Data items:
"""
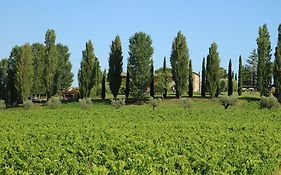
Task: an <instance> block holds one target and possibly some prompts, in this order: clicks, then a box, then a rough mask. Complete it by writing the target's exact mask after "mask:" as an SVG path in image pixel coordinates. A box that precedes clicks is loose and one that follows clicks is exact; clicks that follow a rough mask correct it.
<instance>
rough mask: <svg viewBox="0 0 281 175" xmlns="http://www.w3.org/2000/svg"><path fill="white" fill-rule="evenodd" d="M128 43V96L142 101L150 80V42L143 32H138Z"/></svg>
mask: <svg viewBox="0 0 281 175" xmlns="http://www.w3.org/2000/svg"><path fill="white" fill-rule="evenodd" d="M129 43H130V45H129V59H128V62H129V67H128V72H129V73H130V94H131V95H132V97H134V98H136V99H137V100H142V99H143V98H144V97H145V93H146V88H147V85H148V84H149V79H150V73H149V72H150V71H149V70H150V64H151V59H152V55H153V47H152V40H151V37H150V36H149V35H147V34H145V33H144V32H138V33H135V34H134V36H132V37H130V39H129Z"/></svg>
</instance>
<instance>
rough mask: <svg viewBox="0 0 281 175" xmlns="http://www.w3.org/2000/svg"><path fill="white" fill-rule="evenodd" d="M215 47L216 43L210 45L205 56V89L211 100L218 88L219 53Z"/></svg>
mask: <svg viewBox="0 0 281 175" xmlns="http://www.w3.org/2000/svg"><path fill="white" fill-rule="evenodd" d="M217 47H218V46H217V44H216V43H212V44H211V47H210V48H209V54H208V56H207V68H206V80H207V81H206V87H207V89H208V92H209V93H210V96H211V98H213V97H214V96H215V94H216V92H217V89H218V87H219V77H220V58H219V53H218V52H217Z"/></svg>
"""
"""
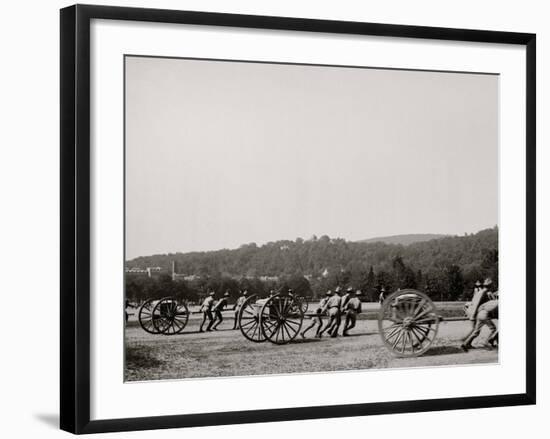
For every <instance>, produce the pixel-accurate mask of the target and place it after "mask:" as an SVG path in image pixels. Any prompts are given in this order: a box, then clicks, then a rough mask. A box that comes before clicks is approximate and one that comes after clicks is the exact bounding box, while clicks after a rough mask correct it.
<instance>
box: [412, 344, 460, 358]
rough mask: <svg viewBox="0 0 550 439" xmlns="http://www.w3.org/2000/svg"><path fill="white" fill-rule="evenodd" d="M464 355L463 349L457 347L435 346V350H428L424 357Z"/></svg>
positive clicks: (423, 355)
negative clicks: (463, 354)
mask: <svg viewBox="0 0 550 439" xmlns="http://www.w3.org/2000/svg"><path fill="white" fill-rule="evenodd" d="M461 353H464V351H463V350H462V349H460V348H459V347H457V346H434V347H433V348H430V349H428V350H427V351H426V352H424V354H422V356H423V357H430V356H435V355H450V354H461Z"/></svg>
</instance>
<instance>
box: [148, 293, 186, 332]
"""
▶ [TASK PROMPT]: Output, without any change, every line from the one containing "negative clicks: (463, 354)" down to the one containing "box: [148, 293, 186, 332]", with both of those lines included.

▶ [SOLUTION TO THIS PROBLEM]:
negative clicks: (463, 354)
mask: <svg viewBox="0 0 550 439" xmlns="http://www.w3.org/2000/svg"><path fill="white" fill-rule="evenodd" d="M461 353H464V351H463V350H462V349H460V348H459V347H457V346H434V347H433V348H430V349H428V350H427V351H426V352H424V354H422V356H423V357H430V356H435V355H450V354H461Z"/></svg>
</instance>
<instance>
box: [148, 293, 186, 332]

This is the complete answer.